8th Mar 2010 07:00
Result of Strategic Review
China Goldmines today announces the result of its strategic review led by Robert Adair, Non-executive Chairman, which has been conducted following his appointment in December 2009. It has been decided that the Company will assess new projects within a clearly defined rationale to potentially acquire and build value for shareholders utilising current funds of approximately $23 million. Any decision regarding specific acquisitions will be subject to shareholder approval and if a suitable proposition is not found a return of capital will be proposed to shareholders.
Acquisition Strategy
The core principal of CGM's acquisition strategy is to examine projects where we believe shareholder value can be created using the Company's existing funds of $23m. While CGM's existing expertise is in mining the Company will also assess assets within the oil and gas sector, given Robert Adair's significant track record in the industry, and sectors outside of resources providing certain key parameters are met. Based on the conclusions of the strategic review the assessment framework for new projects is as follows:
Resource propositions (oil and gas or mining):
Producing or near production assets
Third party resource validation
Medium to low political risk
Non resource propositions:
Revenue generating
Profitable or near to profit
Market leader or recognised as one of the market leaders
High barriers to entry
Strong UK / European market position
While CGM is currently examining a range of options and approaches through its own channels, proposals from outside the Company and its Advisors will be considered providing the above criteria are met. Viable propositions with incumbent management team are being sought with a view that a transaction might be completed by the end of September 2010.
CGM post disposal of its gold mining subsidiary
Following the disposal of its gold mining subsidiary on 29 September 2009, CGM is now classified under the AIM Rules as an investing company. Accordingly, the Company is required to complete an acquisition or acquisitions (or otherwise implement an investing strategy, (which will be subject to the approval of shareholders) no later than 28 September 2010. The Company is not subject to the Takeover Code as its securities are Admitted to AIM and its place of central management and control is outside the United Kingdom.
As at 28 February 2010, the Company's assets were represented by a cash balance of c. US $23m.. CGM is guarantor to warranties made to the acquirer of the mining subsidiary with a maximum liability of $10m. These warranties expire at the end of September 2010.

Set problem 1 - Gather every line of the records that contains the word "bicycle".
The announcement above and the records that follow come from unrelated sources.

Raw records -
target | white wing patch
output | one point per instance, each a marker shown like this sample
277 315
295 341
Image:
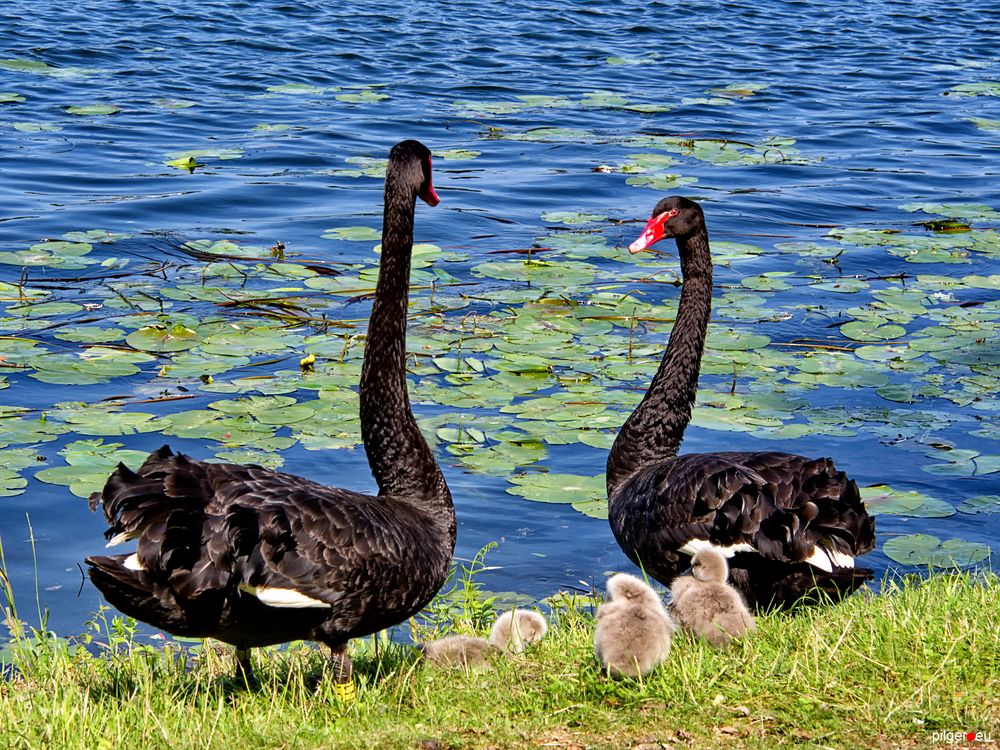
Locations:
125 536
286 598
693 546
827 559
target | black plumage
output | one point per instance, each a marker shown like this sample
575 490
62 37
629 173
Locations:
254 557
795 524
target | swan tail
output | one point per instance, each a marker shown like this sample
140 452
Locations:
165 489
775 585
136 593
163 506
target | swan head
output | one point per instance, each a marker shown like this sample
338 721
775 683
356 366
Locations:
673 217
709 566
414 160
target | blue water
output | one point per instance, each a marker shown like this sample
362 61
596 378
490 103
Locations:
861 87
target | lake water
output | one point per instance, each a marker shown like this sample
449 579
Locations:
820 138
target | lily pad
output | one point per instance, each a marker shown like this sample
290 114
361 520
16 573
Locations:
880 499
11 483
298 89
352 233
980 504
89 463
558 488
93 110
927 550
160 338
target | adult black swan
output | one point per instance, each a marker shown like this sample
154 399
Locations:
255 557
789 524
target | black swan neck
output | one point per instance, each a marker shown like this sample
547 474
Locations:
653 432
399 457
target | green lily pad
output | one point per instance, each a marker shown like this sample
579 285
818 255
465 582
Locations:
643 60
457 154
362 97
980 504
35 127
927 550
11 483
558 488
983 88
880 499
970 211
298 89
572 217
89 463
352 233
93 110
861 330
20 65
159 338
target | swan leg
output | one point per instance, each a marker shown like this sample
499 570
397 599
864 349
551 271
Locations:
244 667
343 674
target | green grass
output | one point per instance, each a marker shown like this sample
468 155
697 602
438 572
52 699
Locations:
883 671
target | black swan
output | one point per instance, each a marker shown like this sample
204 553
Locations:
633 631
706 605
788 524
255 557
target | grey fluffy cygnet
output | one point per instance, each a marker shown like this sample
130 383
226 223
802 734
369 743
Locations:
462 651
633 629
708 606
516 629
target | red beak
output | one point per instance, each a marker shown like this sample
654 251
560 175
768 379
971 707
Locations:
428 196
652 234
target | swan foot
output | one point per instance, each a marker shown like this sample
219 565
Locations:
244 668
343 675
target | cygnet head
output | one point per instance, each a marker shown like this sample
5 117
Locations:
515 629
623 587
710 566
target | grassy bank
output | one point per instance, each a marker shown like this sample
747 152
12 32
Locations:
884 671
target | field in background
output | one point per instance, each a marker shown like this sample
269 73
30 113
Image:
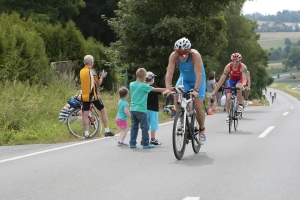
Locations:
287 88
276 39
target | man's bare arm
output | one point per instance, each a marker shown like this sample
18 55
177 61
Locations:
197 60
170 72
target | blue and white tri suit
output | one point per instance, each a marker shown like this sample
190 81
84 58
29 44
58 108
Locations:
187 77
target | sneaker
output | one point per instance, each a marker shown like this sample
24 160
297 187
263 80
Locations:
109 134
149 146
92 121
227 120
202 138
180 127
155 142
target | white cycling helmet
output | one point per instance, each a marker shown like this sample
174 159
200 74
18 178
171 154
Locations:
236 56
183 44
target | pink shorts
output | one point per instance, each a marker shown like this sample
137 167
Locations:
121 123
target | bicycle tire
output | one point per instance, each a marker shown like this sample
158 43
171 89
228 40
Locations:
230 116
179 137
75 124
196 136
236 120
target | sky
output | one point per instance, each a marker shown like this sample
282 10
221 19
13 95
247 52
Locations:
266 7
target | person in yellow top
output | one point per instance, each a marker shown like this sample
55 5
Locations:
89 82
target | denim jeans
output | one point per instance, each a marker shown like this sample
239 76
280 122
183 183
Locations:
136 119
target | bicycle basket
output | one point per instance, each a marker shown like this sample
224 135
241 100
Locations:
73 103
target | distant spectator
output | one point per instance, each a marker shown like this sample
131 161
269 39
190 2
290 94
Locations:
210 86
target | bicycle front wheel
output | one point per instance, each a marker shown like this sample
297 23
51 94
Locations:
236 120
196 138
179 135
75 124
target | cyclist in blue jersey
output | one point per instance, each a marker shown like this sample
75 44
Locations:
192 76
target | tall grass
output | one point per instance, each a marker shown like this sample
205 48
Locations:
29 113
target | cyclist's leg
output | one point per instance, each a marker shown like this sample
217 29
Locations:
200 117
85 115
100 106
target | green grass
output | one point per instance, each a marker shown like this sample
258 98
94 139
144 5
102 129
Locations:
29 113
276 39
287 88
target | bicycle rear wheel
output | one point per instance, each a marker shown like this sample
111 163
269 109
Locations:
235 120
196 138
179 135
230 116
75 124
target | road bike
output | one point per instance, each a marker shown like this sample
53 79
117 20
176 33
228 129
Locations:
233 106
75 124
186 127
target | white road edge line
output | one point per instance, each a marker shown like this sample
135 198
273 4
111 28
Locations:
268 130
63 147
285 113
191 198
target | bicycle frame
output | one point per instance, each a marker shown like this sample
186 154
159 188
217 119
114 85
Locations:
185 99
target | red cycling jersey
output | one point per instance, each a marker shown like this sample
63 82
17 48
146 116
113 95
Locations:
235 75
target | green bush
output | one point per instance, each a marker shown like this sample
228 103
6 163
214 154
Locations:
29 112
22 52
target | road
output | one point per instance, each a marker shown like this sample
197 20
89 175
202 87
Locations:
258 161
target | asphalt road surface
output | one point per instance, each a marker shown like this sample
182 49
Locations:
259 161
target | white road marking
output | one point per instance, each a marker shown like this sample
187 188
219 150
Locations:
266 131
191 198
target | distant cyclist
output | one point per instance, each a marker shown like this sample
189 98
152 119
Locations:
192 76
237 72
248 85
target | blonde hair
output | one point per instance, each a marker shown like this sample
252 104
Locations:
141 73
123 91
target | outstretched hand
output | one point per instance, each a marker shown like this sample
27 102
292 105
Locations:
103 74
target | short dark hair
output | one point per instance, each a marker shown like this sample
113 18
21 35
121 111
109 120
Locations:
123 91
211 76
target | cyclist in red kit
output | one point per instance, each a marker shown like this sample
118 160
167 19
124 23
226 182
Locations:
237 73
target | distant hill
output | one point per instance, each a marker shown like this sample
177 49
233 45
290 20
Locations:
274 40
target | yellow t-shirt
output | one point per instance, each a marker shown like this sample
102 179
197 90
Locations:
88 78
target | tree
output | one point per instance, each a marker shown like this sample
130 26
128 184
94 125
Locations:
242 38
97 25
147 31
22 52
43 10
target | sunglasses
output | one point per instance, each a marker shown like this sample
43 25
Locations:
182 53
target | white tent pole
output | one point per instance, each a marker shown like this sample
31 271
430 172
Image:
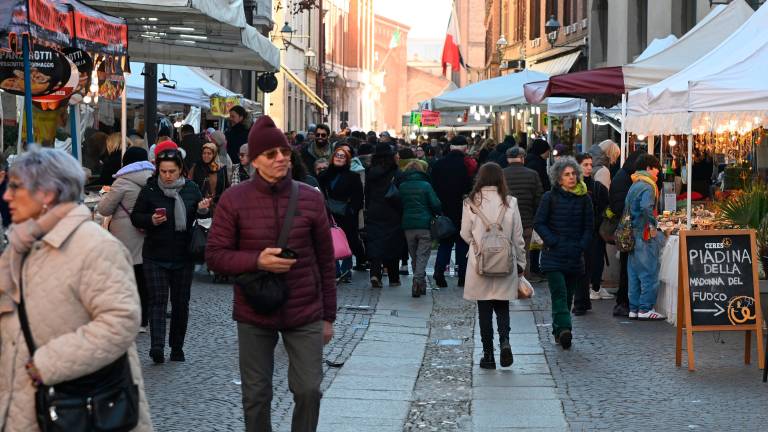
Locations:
689 175
623 128
124 120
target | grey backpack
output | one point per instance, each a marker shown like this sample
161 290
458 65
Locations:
494 250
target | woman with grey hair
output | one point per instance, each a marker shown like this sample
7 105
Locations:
72 282
564 221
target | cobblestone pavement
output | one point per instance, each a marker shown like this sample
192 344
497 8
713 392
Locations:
621 375
443 391
203 394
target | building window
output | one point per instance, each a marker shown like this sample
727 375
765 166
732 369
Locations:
535 22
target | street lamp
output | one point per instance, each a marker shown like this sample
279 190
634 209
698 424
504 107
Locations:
551 27
501 45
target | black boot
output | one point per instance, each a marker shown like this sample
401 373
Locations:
440 279
505 358
487 361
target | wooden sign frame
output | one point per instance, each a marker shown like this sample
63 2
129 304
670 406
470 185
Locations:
684 318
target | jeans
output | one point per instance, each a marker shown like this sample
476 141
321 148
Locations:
485 310
562 287
419 246
643 273
444 254
304 346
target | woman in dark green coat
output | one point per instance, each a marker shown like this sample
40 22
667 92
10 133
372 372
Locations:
420 205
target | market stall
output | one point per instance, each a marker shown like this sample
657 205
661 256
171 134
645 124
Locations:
719 105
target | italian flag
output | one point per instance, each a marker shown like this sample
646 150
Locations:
451 52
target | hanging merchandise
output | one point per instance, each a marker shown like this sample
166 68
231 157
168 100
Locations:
50 71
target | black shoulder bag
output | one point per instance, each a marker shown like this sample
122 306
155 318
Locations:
103 401
265 291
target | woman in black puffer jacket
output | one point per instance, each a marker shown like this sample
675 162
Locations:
385 239
343 192
565 222
166 209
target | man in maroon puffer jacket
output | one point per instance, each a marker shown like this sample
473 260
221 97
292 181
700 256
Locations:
243 239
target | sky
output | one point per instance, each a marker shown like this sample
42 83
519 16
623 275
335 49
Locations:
428 19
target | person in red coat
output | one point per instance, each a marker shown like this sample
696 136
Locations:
243 239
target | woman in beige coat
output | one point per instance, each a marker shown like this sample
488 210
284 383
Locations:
78 287
119 203
489 196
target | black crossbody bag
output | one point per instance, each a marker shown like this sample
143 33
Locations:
103 401
266 292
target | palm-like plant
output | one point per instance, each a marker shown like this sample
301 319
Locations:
746 209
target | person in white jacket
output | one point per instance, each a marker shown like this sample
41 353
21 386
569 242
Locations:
490 197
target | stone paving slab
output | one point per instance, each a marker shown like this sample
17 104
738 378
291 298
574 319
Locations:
374 388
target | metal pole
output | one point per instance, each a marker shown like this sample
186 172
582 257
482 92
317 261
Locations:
124 120
150 102
624 128
689 175
73 131
27 88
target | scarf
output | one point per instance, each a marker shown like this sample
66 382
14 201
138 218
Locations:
645 176
22 236
579 190
179 210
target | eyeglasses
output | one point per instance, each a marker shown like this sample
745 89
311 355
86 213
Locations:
271 154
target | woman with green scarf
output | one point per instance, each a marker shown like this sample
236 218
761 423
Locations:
564 221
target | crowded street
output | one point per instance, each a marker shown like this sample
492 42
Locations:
383 215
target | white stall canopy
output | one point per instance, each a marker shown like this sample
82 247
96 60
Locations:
502 92
665 106
205 33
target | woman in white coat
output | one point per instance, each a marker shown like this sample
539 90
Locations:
492 294
119 203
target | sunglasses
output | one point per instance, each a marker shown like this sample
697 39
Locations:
171 154
271 154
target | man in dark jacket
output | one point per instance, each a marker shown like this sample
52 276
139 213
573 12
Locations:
452 182
320 148
524 184
191 144
537 161
620 185
243 239
499 154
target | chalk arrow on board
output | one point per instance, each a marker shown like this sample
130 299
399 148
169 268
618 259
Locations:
717 311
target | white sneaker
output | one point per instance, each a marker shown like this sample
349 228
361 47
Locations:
651 315
605 295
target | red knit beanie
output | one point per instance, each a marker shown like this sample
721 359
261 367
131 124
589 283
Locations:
165 145
264 135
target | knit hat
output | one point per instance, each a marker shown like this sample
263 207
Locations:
539 147
165 145
264 136
134 154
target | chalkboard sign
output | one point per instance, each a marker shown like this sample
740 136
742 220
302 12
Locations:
721 280
718 289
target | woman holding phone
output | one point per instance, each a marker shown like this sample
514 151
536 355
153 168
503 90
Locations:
165 209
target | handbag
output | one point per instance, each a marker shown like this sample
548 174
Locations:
198 241
341 249
103 401
442 227
266 292
337 207
524 289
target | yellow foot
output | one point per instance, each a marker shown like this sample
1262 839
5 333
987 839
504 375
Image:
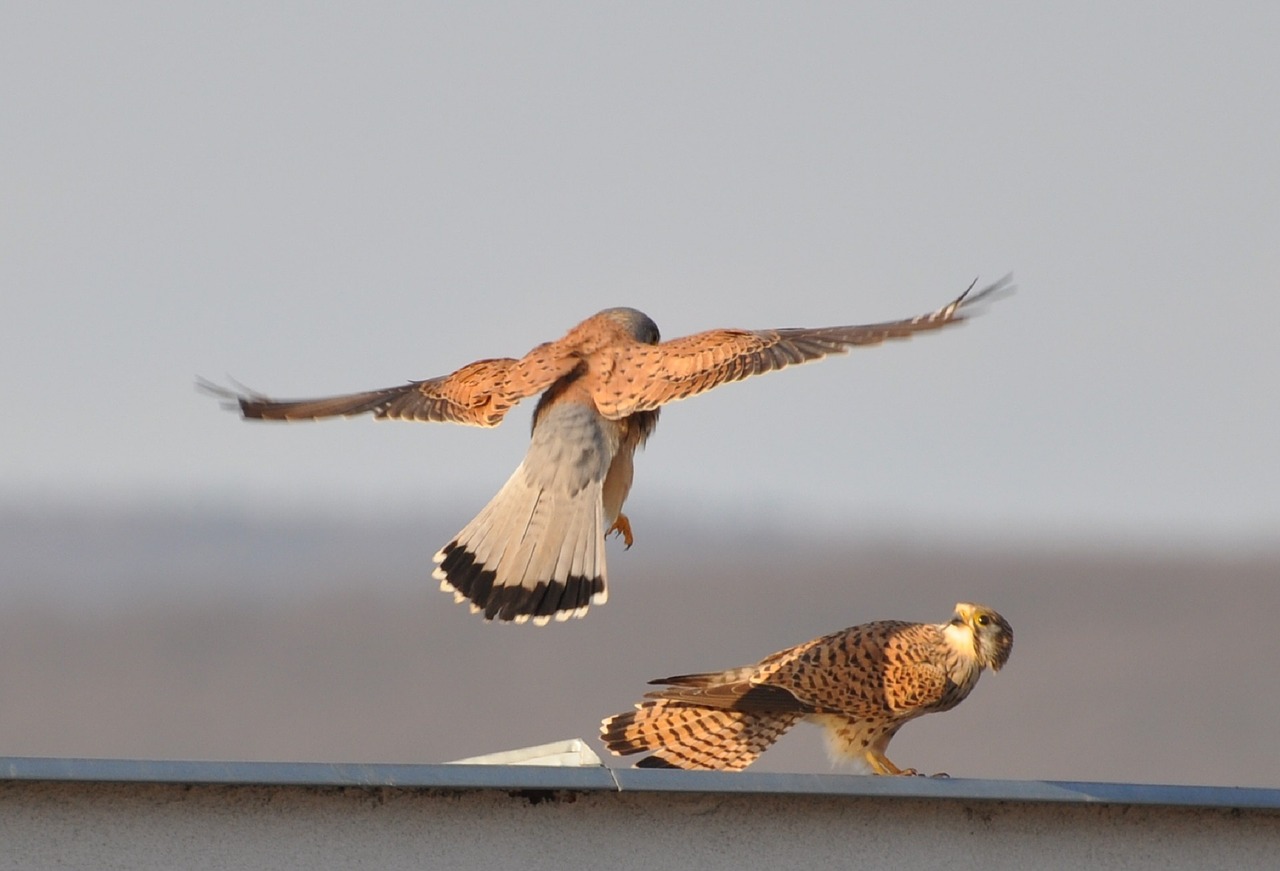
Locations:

Set problem 2 -
Answer these questions from the China Goldmines announcement:
(a) Who led the strategic review?
(b) What is the maximum liability on the warranties CGM guarantees to the acquirer of its mining subsidiary?
(c) By what date must the Company complete an acquisition or otherwise implement an investing strategy?

Exercise solution 1 -
target | bicycle tire
target | bicycle basket
target | bicycle front wheel
target | bicycle rear wheel
target | bicycle frame

Exercise solution 2 -
(a) Robert Adair, Non-executive Chairman.
(b) $10m.
(c) 28 September 2010.